Selected text
Start

This is one of those “let-the-farmer’s-market-guide-me” meals. Are you annoyed?
BECAUSE holy hail. It is crazy.
Simple and crazy.
Not crazy like, “She’s got a knife in her purse!” or, “Is she really listening to Michael Bolton right now?”
So crazy that we’ve made it twice and I still want to punch it in the kneecaps for being so fine.
This cabbage is over 6 pounds. OVER SIX POUNDS. I was yankin’ back leaves SURE that Sybil Sadie was stuck in there.
You don’t have to buy a cabbage this enorm. Get a regular one. Somewhere around three pounds’ll dew. Sybil understands.
But we need to discuss the beef. It’s actually BISON. Which technically I know isn’t BEEF. It’s not a cow. I know. But it’s insane. If your farmer’s market has a meat dude, seriously, get some bison! Or bison at your store. Or in your back yard. Listen, I don’t judge.
If you can’t find it, you’re still a good person. Grass-fed beef’ll dew.
The technique here is simple. Brown your bison. Season with salt and pepper. Set her aside. (it’s a she.)
AND THEN (du du duuuu) – you’ll sauté some minced garlic and ginger for a hot sec, then add the cabbage and let it wilt wilt wilt. I have no idea why that sentence needed the “du du duuu.”
But this next part is very important! Add soy sauce. Quite a bit, man – like 4 Tbs. of it. Maybe even more, if you’re a salt freak like me.

End

Data
Start

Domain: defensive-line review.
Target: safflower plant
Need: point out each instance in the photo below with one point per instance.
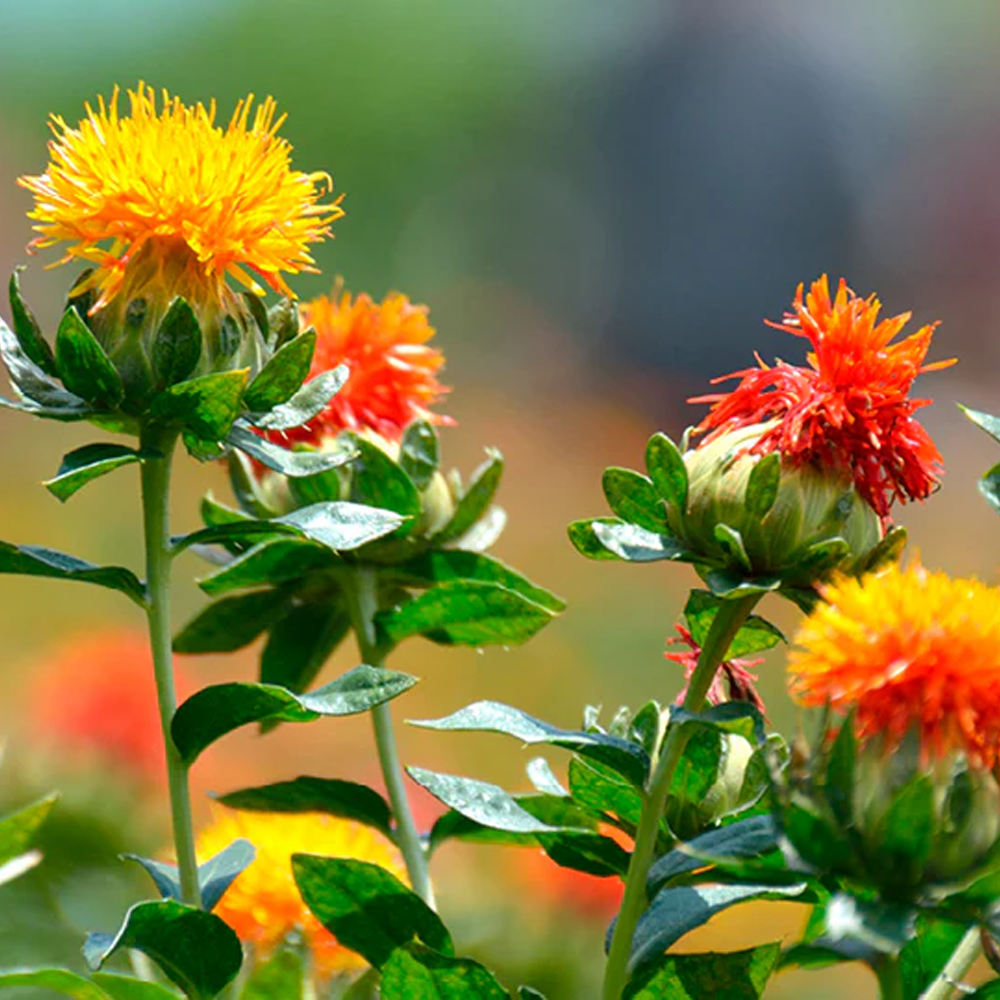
(344, 527)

End

Given exercise
Quote the bison and cabbage post from "BECAUSE holy hail." to "stuck in there.".

Solution to this task
BECAUSE holy hail. It is crazy.
Simple and crazy.
Not crazy like, “She’s got a knife in her purse!” or, “Is she really listening to Michael Bolton right now?”
So crazy that we’ve made it twice and I still want to punch it in the kneecaps for being so fine.
This cabbage is over 6 pounds. OVER SIX POUNDS. I was yankin’ back leaves SURE that Sybil Sadie was stuck in there.